- Text excerpt -
[BEGIN]
Tuesday, August 25, 2009

Yahoo and Maktoob - Social Web Growing Up in the Gulf

Yahoo will be acquiring Maktoob.com.  Click here for details.

About four years back, while working with Mr. Khurram Hamid who was leading digital mobile marketing for P&G out of Dubai, I met with Mr. Ahmed Nassef, GM of Maktoob (website here) to review their web and social network analytics capabilities.  Ahmed stated his goal of becoming the Yahoo of the MENA region.

Maktoob impressed me with what they were trying to build.  More importantly Maktoob Research (website here) was starting to develop deeper understanding and garner insights on the Arab consumer.  I had worked on the definition and concpet of the Muslim consumer for P&G and felt that Maktoob was leading the way in social networks and social media for the Arab populace of MENA.

Congratulations to Ahmed and Maktoob employees!

Thursday, August 13, 2009

Governments and Innovation

I heard Jim Greenwood (bio here), President & CEO, Biotechnology Industry Organization state on CNBC:

"Government can spur innovation, it can incentivize innovation... but the government cannot innovate."
[END]
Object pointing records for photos
[BEGIN]
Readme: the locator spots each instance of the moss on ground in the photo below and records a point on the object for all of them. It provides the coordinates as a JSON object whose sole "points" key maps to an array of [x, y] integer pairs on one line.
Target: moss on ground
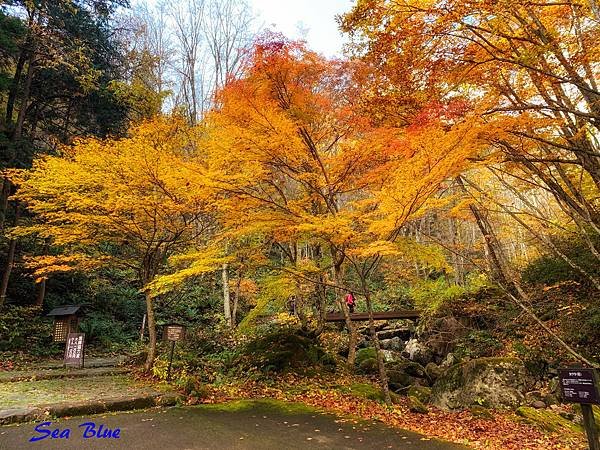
{"points": [[548, 420], [63, 390], [264, 405]]}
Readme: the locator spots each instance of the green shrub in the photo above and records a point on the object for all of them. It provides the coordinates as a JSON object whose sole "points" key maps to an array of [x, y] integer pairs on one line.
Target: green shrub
{"points": [[24, 328]]}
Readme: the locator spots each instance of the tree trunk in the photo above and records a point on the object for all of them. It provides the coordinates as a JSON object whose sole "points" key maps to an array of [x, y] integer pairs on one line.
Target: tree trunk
{"points": [[10, 260], [151, 333], [26, 94], [226, 296], [352, 333], [40, 289], [236, 300], [380, 361]]}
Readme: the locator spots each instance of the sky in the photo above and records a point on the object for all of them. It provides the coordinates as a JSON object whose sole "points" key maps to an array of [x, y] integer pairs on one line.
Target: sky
{"points": [[313, 20]]}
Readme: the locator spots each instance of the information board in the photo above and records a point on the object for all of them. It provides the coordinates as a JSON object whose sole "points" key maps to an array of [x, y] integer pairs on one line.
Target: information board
{"points": [[174, 332], [74, 349], [579, 385]]}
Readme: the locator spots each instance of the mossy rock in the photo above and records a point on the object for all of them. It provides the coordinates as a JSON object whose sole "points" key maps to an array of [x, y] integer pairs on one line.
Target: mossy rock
{"points": [[368, 366], [409, 367], [398, 380], [480, 412], [365, 390], [370, 392], [433, 371], [490, 382], [365, 353], [280, 351], [415, 405], [595, 409], [421, 392], [548, 420]]}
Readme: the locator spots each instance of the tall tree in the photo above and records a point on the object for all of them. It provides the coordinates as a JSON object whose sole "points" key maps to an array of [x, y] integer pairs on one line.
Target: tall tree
{"points": [[126, 202]]}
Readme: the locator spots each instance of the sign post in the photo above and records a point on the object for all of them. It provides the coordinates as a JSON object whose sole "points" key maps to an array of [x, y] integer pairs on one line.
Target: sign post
{"points": [[580, 385], [173, 332], [74, 349]]}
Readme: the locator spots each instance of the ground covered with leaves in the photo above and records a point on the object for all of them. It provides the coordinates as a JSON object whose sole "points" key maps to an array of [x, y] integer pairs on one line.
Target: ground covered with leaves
{"points": [[355, 397]]}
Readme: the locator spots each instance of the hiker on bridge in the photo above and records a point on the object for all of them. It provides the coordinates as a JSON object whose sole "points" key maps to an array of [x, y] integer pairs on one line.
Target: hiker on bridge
{"points": [[350, 301]]}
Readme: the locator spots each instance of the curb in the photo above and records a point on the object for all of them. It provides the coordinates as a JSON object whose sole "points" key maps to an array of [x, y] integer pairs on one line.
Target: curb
{"points": [[19, 415], [95, 372]]}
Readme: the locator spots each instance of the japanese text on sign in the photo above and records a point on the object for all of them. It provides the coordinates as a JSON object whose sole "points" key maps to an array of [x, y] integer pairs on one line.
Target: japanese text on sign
{"points": [[74, 348], [579, 385]]}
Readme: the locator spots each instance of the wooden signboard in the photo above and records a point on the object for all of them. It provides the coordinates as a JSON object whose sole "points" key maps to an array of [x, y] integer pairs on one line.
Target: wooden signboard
{"points": [[174, 332], [74, 349], [579, 385], [61, 329]]}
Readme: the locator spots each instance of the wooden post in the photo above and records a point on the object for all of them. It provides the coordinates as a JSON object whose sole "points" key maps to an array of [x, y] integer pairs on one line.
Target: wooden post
{"points": [[171, 361], [142, 329], [590, 426]]}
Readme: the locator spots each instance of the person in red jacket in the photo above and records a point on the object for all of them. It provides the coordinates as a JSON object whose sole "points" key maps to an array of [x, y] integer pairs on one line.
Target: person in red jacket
{"points": [[350, 301]]}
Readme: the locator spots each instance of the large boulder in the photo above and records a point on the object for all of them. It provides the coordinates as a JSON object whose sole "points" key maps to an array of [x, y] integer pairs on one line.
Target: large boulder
{"points": [[365, 353], [490, 382], [417, 352], [403, 333], [395, 344], [398, 381]]}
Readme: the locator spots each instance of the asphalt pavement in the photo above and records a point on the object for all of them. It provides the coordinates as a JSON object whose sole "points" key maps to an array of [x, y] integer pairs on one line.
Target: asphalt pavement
{"points": [[195, 428]]}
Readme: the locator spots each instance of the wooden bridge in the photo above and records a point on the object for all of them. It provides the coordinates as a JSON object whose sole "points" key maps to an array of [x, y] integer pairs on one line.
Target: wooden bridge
{"points": [[411, 314]]}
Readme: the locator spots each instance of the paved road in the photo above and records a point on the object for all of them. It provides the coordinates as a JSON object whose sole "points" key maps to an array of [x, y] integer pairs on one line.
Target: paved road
{"points": [[256, 427]]}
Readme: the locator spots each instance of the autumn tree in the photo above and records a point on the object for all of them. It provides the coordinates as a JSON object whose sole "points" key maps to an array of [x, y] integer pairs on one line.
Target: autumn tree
{"points": [[124, 202], [295, 162], [529, 69]]}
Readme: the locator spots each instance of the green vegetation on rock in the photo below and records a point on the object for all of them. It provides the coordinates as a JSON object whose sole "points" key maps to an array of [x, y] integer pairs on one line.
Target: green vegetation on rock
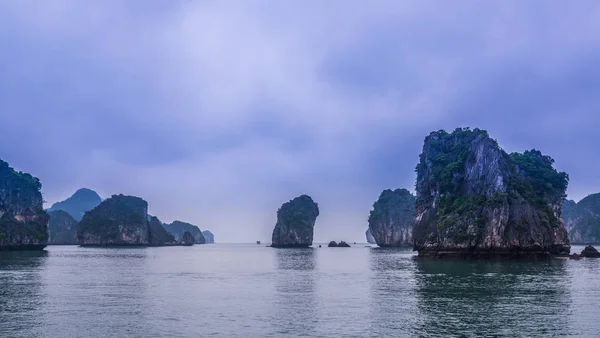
{"points": [[79, 203], [392, 218], [471, 195], [119, 220], [178, 229], [23, 221], [62, 228], [295, 223]]}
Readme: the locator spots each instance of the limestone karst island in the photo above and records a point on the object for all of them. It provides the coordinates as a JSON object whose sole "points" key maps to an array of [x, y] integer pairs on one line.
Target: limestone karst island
{"points": [[472, 200]]}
[END]
- Task requirements -
- A) According to the blog excerpt, what goal did Ahmed Nassef state for Maktoob?
- B) In the entries, update the lines from the one containing "Readme: the locator spots each instance of the sign" through the one containing "Target: sign post" by replacing "sign post" with "signpost", leaving everything else unchanged, and give only those lines.

- The responses -
- A) To become the Yahoo of the MENA region.

- B)
Readme: the locator spots each instance of the signpost in the photo above and records a point on the object for all of them. It provides the coordinates as a JSON object whose sole "points" key maps to an array of [x, y] integer pairs on one line.
Target: signpost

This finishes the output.